§ **Your instructions**: Write out the data below in full. Keep it exact.

Dataset entries:
------------

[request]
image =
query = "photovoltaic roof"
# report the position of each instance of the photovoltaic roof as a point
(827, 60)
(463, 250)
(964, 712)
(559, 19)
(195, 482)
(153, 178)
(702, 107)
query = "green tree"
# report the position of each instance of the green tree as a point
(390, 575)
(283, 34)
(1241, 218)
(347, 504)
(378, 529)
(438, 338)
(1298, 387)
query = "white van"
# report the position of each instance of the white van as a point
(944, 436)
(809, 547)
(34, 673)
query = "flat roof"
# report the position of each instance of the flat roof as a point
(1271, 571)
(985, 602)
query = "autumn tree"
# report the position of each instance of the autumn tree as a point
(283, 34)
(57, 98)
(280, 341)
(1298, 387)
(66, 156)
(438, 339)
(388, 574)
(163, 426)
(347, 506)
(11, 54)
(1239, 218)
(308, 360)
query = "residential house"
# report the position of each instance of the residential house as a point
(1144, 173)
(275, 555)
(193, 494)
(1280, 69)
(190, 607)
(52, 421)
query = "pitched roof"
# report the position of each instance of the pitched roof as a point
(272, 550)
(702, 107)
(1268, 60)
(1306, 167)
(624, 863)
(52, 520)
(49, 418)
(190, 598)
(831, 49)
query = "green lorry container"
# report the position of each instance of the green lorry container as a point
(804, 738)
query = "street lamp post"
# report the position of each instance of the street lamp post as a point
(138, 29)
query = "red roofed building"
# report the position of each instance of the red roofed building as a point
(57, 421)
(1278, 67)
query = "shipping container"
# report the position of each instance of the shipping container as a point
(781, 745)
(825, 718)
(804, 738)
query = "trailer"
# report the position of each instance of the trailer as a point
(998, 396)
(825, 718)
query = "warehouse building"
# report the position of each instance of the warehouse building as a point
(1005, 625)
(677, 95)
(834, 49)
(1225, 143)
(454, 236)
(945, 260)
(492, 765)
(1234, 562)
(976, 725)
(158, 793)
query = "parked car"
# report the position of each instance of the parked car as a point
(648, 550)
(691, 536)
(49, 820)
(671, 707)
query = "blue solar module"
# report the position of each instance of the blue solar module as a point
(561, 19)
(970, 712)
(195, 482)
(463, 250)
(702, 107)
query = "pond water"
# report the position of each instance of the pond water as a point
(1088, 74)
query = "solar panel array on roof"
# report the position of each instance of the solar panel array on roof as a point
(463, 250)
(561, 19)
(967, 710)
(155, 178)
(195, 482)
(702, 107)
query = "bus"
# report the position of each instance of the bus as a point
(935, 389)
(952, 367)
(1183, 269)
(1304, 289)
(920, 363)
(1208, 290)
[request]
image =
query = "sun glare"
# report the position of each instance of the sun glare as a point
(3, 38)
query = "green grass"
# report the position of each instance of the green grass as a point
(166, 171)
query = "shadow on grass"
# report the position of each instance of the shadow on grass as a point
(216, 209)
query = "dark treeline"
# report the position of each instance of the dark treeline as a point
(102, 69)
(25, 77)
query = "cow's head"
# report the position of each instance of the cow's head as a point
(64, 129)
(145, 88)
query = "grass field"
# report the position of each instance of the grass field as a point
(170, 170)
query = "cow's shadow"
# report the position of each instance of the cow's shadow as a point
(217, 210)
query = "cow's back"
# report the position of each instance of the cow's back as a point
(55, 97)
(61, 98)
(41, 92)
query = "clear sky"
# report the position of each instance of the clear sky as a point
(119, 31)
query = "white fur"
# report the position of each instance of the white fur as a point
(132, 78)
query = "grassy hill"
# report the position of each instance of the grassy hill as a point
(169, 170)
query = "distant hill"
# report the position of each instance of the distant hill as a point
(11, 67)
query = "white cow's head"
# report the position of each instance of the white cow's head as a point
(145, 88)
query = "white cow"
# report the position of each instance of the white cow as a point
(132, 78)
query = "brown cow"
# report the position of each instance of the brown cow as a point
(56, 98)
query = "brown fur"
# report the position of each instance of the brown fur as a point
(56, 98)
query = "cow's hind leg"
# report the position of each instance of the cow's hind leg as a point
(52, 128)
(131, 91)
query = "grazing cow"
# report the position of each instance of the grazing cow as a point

------------

§ **Exercise result**:
[request]
image =
query = "photovoltaic roof"
# report the position of each instance of the photovoltaic roof as a point
(827, 60)
(463, 250)
(964, 712)
(559, 19)
(195, 482)
(153, 178)
(702, 107)
query = "green tree"
# report the position of each instance of the green tree as a point
(390, 575)
(283, 34)
(1241, 218)
(347, 504)
(378, 529)
(438, 338)
(1298, 387)
query = "white van"
# report the position of each instance of the white van as a point
(944, 436)
(809, 547)
(34, 673)
query = "flat roof"
# report the position of each instance of the flat roof as a point
(1271, 571)
(985, 602)
query = "autumn tree"
# report the position of each instance of the autumn tree as a point
(283, 34)
(57, 98)
(280, 341)
(1298, 387)
(66, 156)
(438, 339)
(388, 574)
(163, 426)
(347, 506)
(11, 54)
(1239, 218)
(308, 360)
query = "residential house"
# report the position of each instance of the residential house as a point
(1144, 173)
(275, 555)
(193, 494)
(1280, 69)
(190, 607)
(52, 421)
query = "pitched roof"
# report the position of each instance of the pitched roof as a point
(272, 550)
(702, 107)
(1268, 60)
(1306, 167)
(624, 863)
(52, 520)
(49, 418)
(190, 598)
(831, 49)
query = "green lorry container"
# report the position of each instance of the green lorry container as a point
(804, 738)
query = "street lamp post"
# report the position of each instance of the street lamp post as a point
(138, 29)
query = "red roofed building"
# report the position of each instance of the red roofed building as a point
(57, 421)
(1278, 67)
query = "shipping container"
# report the position of each instance of the shipping container as a point
(781, 745)
(825, 718)
(804, 738)
query = "trailer"
# report the position of each instance of the trailer as a point
(998, 396)
(825, 718)
query = "warehouse building"
# report the position of each instance of the warehouse building as a point
(1005, 625)
(677, 95)
(834, 49)
(1225, 143)
(454, 236)
(945, 260)
(492, 765)
(1234, 562)
(976, 725)
(158, 793)
query = "parked car"
# report the position of each instance of the parked car as a point
(648, 550)
(691, 536)
(49, 820)
(671, 707)
query = "blue solar module"
# report the position of each instance of the blue solar module as a point
(561, 19)
(970, 712)
(195, 482)
(463, 250)
(702, 107)
query = "pond water"
# report the position of each instance of the pond water as a point
(1088, 74)
query = "solar panel array on roof"
# report the position of each instance of the solar panel array on roof as a point
(463, 250)
(561, 19)
(967, 710)
(155, 178)
(195, 482)
(702, 107)
query = "bus"
# report the position of each instance of the bus as a point
(935, 389)
(952, 367)
(1183, 269)
(1304, 289)
(920, 363)
(1208, 290)
[request]
image =
query = "sun glare"
# report the position of each instance of the sun glare as a point
(3, 38)
query = "green grass"
# report the position of each instance of the green grass as a point
(166, 171)
query = "shadow on grass"
# report the position of each instance of the shadow on grass as a point
(216, 209)
query = "dark treeline"
# report the position of each instance of the dark treeline as a point
(102, 69)
(25, 77)
query = "cow's head"
# report the position of each instance of the cow's head as a point
(64, 129)
(145, 88)
query = "grass field"
# report the position of each instance of the grass field as a point
(170, 170)
query = "cow's shadow"
# report the position of each instance of the cow's shadow as a point
(217, 210)
query = "cow's back"
# report the position of each instance of the cow's back as a point
(55, 97)
(61, 98)
(41, 92)
query = "clear sky"
# report the position of each instance of the clear sky as a point
(119, 31)
query = "white fur"
# report the position of each instance of the white fur as a point
(132, 78)
query = "grassy hill"
# report the position of each instance of the grassy hill as a point
(169, 170)
query = "distant hill"
# report the position of each instance of the distant hill as a point
(11, 67)
query = "white cow's head"
# report the position of each instance of the white cow's head as a point
(145, 88)
query = "white cow"
# report the position of each instance of the white cow as a point
(132, 78)
query = "brown cow"
# report the position of each instance of the brown cow as a point
(56, 98)
query = "brown fur"
# report the position of each instance of the brown fur as a point
(56, 98)
query = "cow's hind leg"
# report the position of each instance of the cow's hind leg as a point
(52, 128)
(131, 91)
query = "grazing cow"
# report the position of each instance of the grazing cow as a point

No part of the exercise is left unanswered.